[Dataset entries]
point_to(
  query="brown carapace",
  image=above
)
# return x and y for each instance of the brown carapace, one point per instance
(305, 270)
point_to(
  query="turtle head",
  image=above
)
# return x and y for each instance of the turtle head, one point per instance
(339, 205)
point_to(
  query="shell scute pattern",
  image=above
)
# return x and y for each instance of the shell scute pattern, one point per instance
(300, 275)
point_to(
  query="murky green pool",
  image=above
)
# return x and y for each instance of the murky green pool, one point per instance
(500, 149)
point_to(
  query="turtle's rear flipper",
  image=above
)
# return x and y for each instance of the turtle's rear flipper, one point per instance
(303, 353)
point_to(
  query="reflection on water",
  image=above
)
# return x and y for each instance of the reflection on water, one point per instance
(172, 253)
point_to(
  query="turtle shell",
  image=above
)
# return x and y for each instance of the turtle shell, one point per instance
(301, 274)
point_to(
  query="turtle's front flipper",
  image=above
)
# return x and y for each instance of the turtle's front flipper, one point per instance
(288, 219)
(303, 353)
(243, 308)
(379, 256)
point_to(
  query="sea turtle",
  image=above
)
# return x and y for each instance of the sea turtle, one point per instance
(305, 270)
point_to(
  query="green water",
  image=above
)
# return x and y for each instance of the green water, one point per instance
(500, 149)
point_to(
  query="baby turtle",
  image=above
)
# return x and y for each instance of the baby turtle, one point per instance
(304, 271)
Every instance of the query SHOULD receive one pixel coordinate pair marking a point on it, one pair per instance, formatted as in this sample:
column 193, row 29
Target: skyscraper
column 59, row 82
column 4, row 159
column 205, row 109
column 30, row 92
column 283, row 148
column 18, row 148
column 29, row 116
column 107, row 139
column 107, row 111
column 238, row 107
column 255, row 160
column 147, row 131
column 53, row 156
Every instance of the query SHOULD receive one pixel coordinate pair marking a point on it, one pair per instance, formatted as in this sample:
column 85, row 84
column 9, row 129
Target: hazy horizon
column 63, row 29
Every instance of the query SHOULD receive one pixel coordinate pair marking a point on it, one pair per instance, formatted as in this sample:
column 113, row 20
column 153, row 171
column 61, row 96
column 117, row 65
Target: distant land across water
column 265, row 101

*What you have to do*.
Could every entry be given again exactly, with no line skipped?

*Answer box*.
point_to(
  query="brown carapace",
  image=above
)
# return x and y for each instance of the brown carapace, one point per instance
(305, 270)
point_to(
  query="turtle head",
  image=above
)
# return x and y for each instance of the turtle head, one point per instance
(339, 205)
point_to(
  query="shell scute pattern",
  image=above
)
# return x and y for each instance of the shell scute pattern, one point per instance
(300, 275)
point_to(
  query="murky green pool",
  image=above
)
# return x and y for each instance of the murky green pool, one point per instance
(500, 149)
point_to(
  query="turtle's rear flipper",
  image=above
)
# return x and y for each instance of the turtle's rear flipper, one point per instance
(303, 353)
point_to(
  query="reflection on water",
  image=above
)
# return x and y for each instance of the reflection on water, one point per instance
(172, 253)
point_to(
  query="turtle shell",
  image=above
)
# return x and y for each instance of the turtle shell, one point per instance
(301, 274)
point_to(
  query="turtle's front flipper",
  image=above
)
# return x and y for each instance of the turtle's front flipper, one point per instance
(288, 219)
(303, 353)
(243, 308)
(379, 256)
point_to(
  query="sea turtle",
  image=above
)
# return x and y for each instance of the sea turtle, one point per instance
(305, 270)
point_to(
  query="green water",
  image=above
)
# return x and y for each instance of the green water, one point per instance
(500, 149)
point_to(
  query="baby turtle",
  image=above
)
# return x and y for each instance of the baby turtle, one point per instance
(304, 271)
Every instance of the query SHOULD receive one pixel coordinate pair marking a point on it, one pair per instance, formatted as in this sample:
column 193, row 29
Target: skyscraper
column 59, row 82
column 4, row 159
column 205, row 109
column 30, row 92
column 283, row 148
column 18, row 148
column 29, row 116
column 107, row 139
column 107, row 111
column 238, row 107
column 255, row 160
column 147, row 131
column 53, row 156
Every instance of the query SHOULD receive one pixel coordinate pair marking a point on it, one pair per instance, formatted as in this sample:
column 85, row 84
column 9, row 129
Target: hazy horizon
column 63, row 29
Every instance of the query SHOULD receive one pixel coordinate pair marking a point on it, one pair per instance, formatted as in this sample:
column 113, row 20
column 153, row 171
column 61, row 96
column 117, row 65
Target: distant land across water
column 265, row 101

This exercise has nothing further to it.